◆ **SOURCE**
——————

Summer Shocks 1994: The Crow

James O’Barr’s comic book brought to life

No one trick or treats on the last day of school, no one carves jack o’ lanterns on July 4th, or goes on haunted hayrides in August.

When it comes to beloved macabre traditions, the fall is the season that gets all the attention. Thanks to the celebration of Halloween, the autumn months have always been indelibly associated with all things frightful. Summer, on the other hand, is ostensibly all that horror isn’t about – a golden time of warm weather, trips to the beach, fireworks, road trips and family picnics.

For those movie buffs that prefer the inside of their neighborhood cinemas (or, for some, the nighttime chill of drive-in theaters) to the blistering heat, however, the summer is the real witching season. Some believe that horror vacations in summer, waiting for fall to arrive, but box office history tells a different story.

Starting in 1975 when Jaws invented the modern blockbuster by teaching a generation to be afraid of the ocean, summer has been the best time of year to be scared. The fall can keep Halloween. It can keep the costumes, the candy, the Great Pumpkin, all of it – because summer has always had the better movies.

Over the years, Stephen King has related an anecdote of how, in discussing The Shining, Stanley Kubrick expressed to King his belief that any story to imagine the existence of an afterlife must be considered optimistic; Kubrick’s point being that to argue that there is any life beyond death is to embody a hopeful outlook. Seen from that perspective, the revenge fable The Crow, based on James O’Barr’s cult comic book, ought to be judged as being more light than dark.

At first glance, however – and maybe even at the tenth, twelfth or twentieth glance – The Crow seems to be consumed in darkness. The first feature directed by Alex Proyas (Dark City, Knowing), The Crow shows off Proyas’ background in music videos (while not being afflicted by any hyperactive editing). Abetted by the production design of Alex McDowell (Minority Report, Watchmen), the cinematography of Dariusz Wolski (Dark City, the Pirates of the Caribbean films), and the miniature work of Dream Quest, The Crow is, to this day, a striking film to look at.

——————

◆ **GIVEN DATA**
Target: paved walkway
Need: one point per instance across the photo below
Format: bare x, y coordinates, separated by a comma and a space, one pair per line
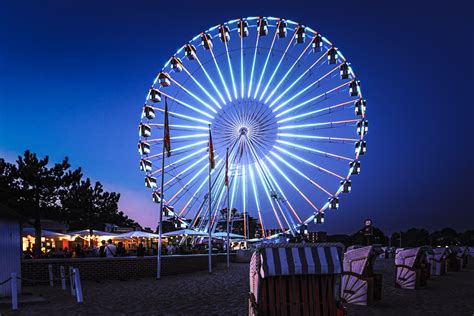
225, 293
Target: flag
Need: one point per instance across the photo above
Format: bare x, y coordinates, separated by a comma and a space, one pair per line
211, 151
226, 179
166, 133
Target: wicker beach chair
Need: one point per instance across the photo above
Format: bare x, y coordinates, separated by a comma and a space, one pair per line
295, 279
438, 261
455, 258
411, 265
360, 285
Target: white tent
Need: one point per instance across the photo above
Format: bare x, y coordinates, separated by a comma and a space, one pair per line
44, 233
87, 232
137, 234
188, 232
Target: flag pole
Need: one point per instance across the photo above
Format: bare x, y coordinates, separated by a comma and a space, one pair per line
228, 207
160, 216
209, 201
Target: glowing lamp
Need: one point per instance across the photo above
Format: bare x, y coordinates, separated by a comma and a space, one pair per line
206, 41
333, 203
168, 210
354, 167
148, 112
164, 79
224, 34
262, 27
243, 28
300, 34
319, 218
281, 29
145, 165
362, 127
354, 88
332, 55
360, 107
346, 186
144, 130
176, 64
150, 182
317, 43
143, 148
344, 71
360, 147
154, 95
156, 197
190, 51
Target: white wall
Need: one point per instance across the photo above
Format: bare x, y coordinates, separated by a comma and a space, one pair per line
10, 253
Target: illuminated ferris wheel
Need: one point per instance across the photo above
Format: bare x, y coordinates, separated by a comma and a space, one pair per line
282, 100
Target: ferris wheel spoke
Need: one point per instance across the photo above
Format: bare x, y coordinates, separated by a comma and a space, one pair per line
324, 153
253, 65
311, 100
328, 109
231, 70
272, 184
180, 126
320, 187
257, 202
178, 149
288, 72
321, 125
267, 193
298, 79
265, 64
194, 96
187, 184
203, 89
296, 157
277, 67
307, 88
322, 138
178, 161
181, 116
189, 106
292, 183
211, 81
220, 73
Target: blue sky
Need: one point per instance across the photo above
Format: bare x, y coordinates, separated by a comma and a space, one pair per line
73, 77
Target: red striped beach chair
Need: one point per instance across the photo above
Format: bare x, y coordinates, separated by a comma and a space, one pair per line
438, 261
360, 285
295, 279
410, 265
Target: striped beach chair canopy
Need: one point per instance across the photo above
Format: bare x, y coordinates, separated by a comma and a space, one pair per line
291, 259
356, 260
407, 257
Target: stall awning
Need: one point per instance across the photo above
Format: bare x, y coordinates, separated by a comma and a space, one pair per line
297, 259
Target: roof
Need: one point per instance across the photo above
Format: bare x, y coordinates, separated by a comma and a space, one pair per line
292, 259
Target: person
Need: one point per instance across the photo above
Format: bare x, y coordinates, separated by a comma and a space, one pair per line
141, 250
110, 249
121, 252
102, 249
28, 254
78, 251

——————

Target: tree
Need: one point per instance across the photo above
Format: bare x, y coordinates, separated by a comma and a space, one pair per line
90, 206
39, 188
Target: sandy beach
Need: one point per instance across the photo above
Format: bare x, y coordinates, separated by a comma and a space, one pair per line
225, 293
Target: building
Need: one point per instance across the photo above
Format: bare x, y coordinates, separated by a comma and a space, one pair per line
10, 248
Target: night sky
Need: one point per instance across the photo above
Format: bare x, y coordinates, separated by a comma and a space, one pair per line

——————

◆ **YOUR TASKS**
- A) Translate into Spanish this sentence from the article on The Crow: "Some believe that horror vacations in summer, waiting for fall to arrive, but box office history tells a different story."
- B) Answer these questions using the article on The Crow:
(i) In what year, according to the article, did Jaws invent the modern blockbuster?
(ii) Who directed The Crow?
(iii) Who provided the production design for the film?
- C) Write the next paragraph of the article on The Crow, following on from its final sentence.

◆ **SET OF ANSWERS**
- A) Algunos creen que el terror se va de vacaciones en verano, esperando a que llegue el otoño, pero la historia de la taquilla cuenta una historia diferente.

- B)
(i) 1975
(ii) Alex Proyas
(iii) Alex McDowell

- C)
From the film’s first shot that swoops down from a night sky lit by the flames of burning buildings to enter the shattered top window of an apartment shared by Eric Draven (Brandon Lee) and his fiancée Shelly Webster (Sofia Shinas) to observe police investigating the crime that has ended the couple’s happy life together (just prior to their planned Halloween wedding), The Crow immediately got viewer’s attention. With an ambitious array of visuals belying its relatively meager $15 million budget, this was not just some cheap-looking B-movie. The ‘80s had suffered no shortage of glossy, MTV-inspired eye-candy but this was a whole new aesthetic for the ‘90s. Prior to The Crow, Ridley Scott’s Blade Runner (1982) had imagined the definitive sci-fi dystopia and Tim Burton’s blockbuster tales of the Dark Knight, Batman (1989) and Batman Returns (1992), had brought a grand, Gothic sensibility to the screen (inspired in part by German Expressionism and Film Noir) but The Crow adapted those influences into a grungier style.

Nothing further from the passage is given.